Stored dataset items
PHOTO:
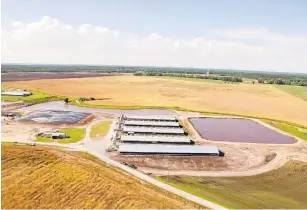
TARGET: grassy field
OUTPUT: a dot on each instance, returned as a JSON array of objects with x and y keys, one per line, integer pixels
[
  {"x": 36, "y": 98},
  {"x": 100, "y": 129},
  {"x": 296, "y": 131},
  {"x": 48, "y": 177},
  {"x": 285, "y": 187},
  {"x": 137, "y": 92},
  {"x": 298, "y": 91},
  {"x": 192, "y": 79}
]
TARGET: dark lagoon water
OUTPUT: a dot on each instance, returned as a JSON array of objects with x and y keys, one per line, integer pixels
[
  {"x": 238, "y": 130},
  {"x": 61, "y": 106}
]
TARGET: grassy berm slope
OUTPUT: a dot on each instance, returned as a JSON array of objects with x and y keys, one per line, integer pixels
[
  {"x": 283, "y": 188},
  {"x": 49, "y": 177}
]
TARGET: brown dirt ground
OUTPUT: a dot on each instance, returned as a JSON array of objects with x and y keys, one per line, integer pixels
[
  {"x": 246, "y": 99},
  {"x": 47, "y": 177}
]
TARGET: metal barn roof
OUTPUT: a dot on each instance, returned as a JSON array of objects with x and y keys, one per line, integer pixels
[
  {"x": 161, "y": 139},
  {"x": 151, "y": 117},
  {"x": 133, "y": 129},
  {"x": 168, "y": 149},
  {"x": 152, "y": 123},
  {"x": 16, "y": 93}
]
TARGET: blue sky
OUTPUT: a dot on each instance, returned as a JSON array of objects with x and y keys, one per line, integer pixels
[
  {"x": 181, "y": 18},
  {"x": 216, "y": 24}
]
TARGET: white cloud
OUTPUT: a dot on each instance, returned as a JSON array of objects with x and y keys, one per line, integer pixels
[{"x": 51, "y": 41}]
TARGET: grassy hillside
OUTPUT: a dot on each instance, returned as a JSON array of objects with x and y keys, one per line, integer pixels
[
  {"x": 48, "y": 177},
  {"x": 282, "y": 188}
]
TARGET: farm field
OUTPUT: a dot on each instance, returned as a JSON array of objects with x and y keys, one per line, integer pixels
[
  {"x": 296, "y": 131},
  {"x": 49, "y": 177},
  {"x": 298, "y": 91},
  {"x": 100, "y": 129},
  {"x": 282, "y": 188},
  {"x": 244, "y": 99},
  {"x": 36, "y": 98}
]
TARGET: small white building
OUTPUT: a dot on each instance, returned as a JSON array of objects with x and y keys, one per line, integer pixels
[
  {"x": 53, "y": 135},
  {"x": 16, "y": 93},
  {"x": 58, "y": 136}
]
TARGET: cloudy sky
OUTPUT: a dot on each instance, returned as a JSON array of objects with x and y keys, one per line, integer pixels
[{"x": 235, "y": 34}]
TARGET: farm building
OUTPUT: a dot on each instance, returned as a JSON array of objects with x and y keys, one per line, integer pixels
[
  {"x": 152, "y": 149},
  {"x": 152, "y": 117},
  {"x": 53, "y": 135},
  {"x": 152, "y": 130},
  {"x": 151, "y": 123},
  {"x": 156, "y": 139},
  {"x": 16, "y": 93}
]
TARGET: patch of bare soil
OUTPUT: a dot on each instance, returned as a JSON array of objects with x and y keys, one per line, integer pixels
[{"x": 237, "y": 158}]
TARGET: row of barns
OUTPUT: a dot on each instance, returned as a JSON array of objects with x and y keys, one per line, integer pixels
[{"x": 157, "y": 135}]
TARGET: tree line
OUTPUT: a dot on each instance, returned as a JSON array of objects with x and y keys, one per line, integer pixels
[
  {"x": 197, "y": 76},
  {"x": 200, "y": 73}
]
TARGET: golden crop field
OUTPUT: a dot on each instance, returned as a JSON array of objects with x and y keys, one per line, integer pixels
[
  {"x": 49, "y": 177},
  {"x": 245, "y": 98}
]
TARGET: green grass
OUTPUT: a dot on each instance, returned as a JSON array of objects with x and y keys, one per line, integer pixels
[
  {"x": 297, "y": 91},
  {"x": 100, "y": 129},
  {"x": 43, "y": 139},
  {"x": 285, "y": 187},
  {"x": 294, "y": 130},
  {"x": 75, "y": 135},
  {"x": 36, "y": 98}
]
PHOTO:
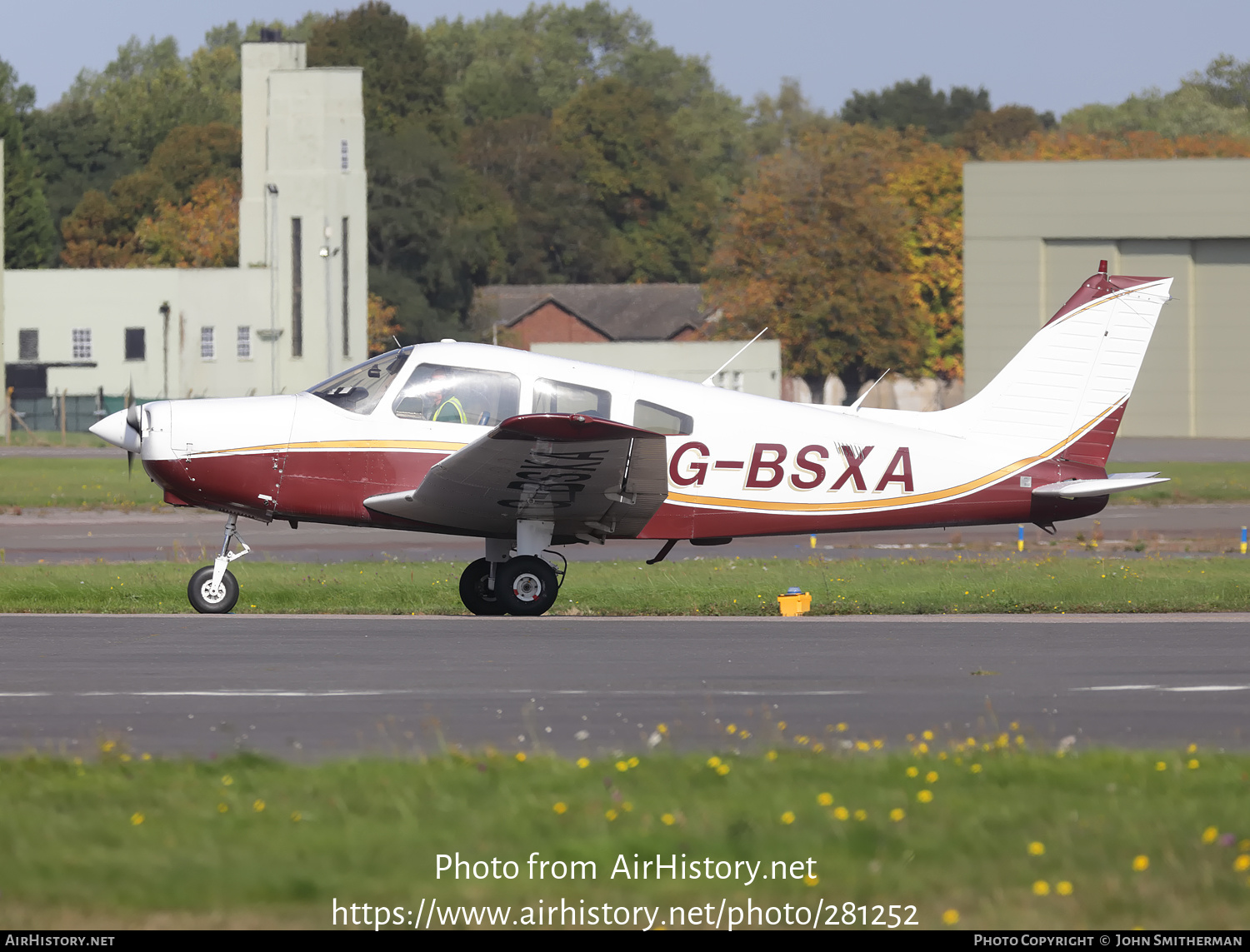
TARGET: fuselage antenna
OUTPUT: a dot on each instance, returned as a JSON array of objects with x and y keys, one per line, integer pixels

- _Work to complete_
Could you restate word for word the lines above from the one containing "TARGET: blue sky" through the one containing "TARGET: cloudy sky", both included, and nothing else?

- _Answer for this exercise_
TARGET: blue sky
OUTPUT: a dot on each instance, returned as a JSON array of objects with x and y keys, one per line, integer pixels
[
  {"x": 181, "y": 18},
  {"x": 216, "y": 24}
]
TARGET: white cloud
OUTPUT: a dot on each instance, returned as a JSON array of objects with x and y keys, one per line, integer pixels
[{"x": 51, "y": 41}]
TARGET: grassy hillside
OUTPUT: a dot on each instance, returned as a JSON array of objects with x and y keys, one per line, integer pixels
[
  {"x": 48, "y": 177},
  {"x": 282, "y": 188}
]
TARGET: farm field
OUTPUT: a dot on each instance, returned as a JSON array of objects with x and y keys, one per line, integer pixels
[
  {"x": 296, "y": 131},
  {"x": 49, "y": 177},
  {"x": 298, "y": 91},
  {"x": 100, "y": 129},
  {"x": 282, "y": 188},
  {"x": 244, "y": 99},
  {"x": 36, "y": 98}
]
TARGET: small white building
OUTPUT: a dot on each instance, returned as a JSON array of objects with x and y keys, one per line, integer pixels
[
  {"x": 53, "y": 135},
  {"x": 16, "y": 93},
  {"x": 58, "y": 136}
]
TARGET: cloudy sky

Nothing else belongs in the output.